Documento:
########

Cinema e Bruce LaBruce (1)

Queste sono alcune considerazioni del regista indipendente (e quindi sconosciuto) Bruce LaBruce fatte a Pier Maria Bocchi in coda al suo interessante volume Mondo Queer – Cinema e militanza gay, edito da Lindau. Se ne consiglia caldamente l’acquisto, gay o non gay (GParker, cit.).

In rosso ci sono invece mie riflessioni sulle affermazioni di LaBruce.

C’è buon cinema e c’è cattivo cinema. Se un buon film ha dei contenuti gay, è proiettato anche in un circuito internazionale non gay. Penso che il problema dei festival gay e lesbici sia che devono riempire un intero programma, e spesso lo fanno con del cinema o dei video che non sono buoni.


La seconda parte dell’affermazione è vera, i festival gay hanno spesso film o video non buoni per riempire un programma altrimenti esangue. E questo fa male al cinema.

La prima affermazione no. Non è vero che ogni buon film a contenuti gay trova spazio in un circuito internazionale (parliamo di circuito remunerato, sale), come non è vero che la maggioranza del pubblico straight è interessato dal cinema gay. Il pubblico etero, quello maschile sopratutto, si trova in imbarazzo di fronte a un film a contenuti gay, a meno che, e qui torna il discorso che fa Bocchi nel suo testo, non si tratti di un film “istituzionale”, “borghese” in cui la Norma ha soffocato qualunque anticonformismo e l’etero può ridere dei froci rassicuranti.


I Festival gay dovrebbero concentrarsi più sul cinema e meno sulla questione gay.

Altra affermazione che si condivide pienamente. Chi glielo spiega però al pubblico etero? Siamo così convinti che se i Festival gay si concentrassero più sul cinema, orde di cinefili eterosessuali affollerebbero le proiezioni? Quanti sono i cinefili etero che -escludendo i motivi professionali – a Torino o a Venezia hanno visto i film a tematica gay in concorso o fuori concorso o nelle sezioni collaterali?


Nei miei due film Skin Flick e The Raspberry Reich, affronto di petto l’omosessualità. Ho intenzione di farne un altro, per completare una trilogia, su alcune bande giovanili che non sono viste e identificate all’esterno come gay, ma i cui membri sono omosessuali. Voglio affrontare l’argomento dell’identificazione, delle categorie prefissate dell’identità, su come si presuppone che ti comporti se sei gay, sui problemi che si presuppone tu debba affrontare proprio perchè sei gay. (…) E’ questo il problema del cinema gay.

########

Righe estratte:
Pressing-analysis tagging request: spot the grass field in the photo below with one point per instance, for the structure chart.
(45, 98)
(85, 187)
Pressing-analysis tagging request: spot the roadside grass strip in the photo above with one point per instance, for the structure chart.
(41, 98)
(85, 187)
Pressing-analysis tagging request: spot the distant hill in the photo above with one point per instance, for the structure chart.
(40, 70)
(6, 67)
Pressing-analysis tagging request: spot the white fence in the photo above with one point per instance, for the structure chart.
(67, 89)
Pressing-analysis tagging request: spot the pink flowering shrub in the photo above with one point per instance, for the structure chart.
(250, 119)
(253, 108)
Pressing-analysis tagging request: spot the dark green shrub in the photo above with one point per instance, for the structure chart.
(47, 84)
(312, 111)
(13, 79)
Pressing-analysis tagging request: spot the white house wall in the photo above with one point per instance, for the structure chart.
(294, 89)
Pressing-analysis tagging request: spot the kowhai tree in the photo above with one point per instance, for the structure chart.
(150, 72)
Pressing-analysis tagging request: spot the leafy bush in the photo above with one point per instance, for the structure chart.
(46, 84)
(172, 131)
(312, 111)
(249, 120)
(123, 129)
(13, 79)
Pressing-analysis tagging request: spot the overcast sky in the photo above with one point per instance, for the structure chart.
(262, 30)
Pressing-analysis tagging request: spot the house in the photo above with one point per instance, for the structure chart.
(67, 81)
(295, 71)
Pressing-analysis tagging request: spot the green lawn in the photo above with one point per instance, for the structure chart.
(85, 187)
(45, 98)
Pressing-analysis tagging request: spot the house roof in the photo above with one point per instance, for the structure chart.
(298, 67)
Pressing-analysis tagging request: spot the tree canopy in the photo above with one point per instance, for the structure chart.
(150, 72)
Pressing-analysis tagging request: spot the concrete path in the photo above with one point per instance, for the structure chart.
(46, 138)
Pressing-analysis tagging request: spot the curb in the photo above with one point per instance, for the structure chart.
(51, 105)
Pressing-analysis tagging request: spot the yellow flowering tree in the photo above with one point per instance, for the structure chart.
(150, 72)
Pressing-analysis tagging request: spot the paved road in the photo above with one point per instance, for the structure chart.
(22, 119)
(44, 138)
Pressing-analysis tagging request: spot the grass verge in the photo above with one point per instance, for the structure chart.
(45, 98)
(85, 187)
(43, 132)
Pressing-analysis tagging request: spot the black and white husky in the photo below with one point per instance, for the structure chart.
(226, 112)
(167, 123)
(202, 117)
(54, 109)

########

Obiettivo:
Queste affermazioni concordano con il testo su Bruce LaBruce? Per ciascuna rispondi sì o no e cita alla lettera le parole decisive del testo.
1. Il volume Mondo Queer – Cinema e militanza gay è pubblicato da Lindau.
2. Chi commenta le affermazioni di LaBruce considera vera anche la prima.
3. LaBruce dice di aver affrontato l'omosessualità nei film Skin Flick e The Raspberry Reich.
Le righe estratte non servono.

Risultato:
1. Sì: "edito da Lindau".
2. No: "La prima affermazione no."
3. Sì: "Nei miei due film Skin Flick e The Raspberry Reich, affronto di petto l’omosessualità."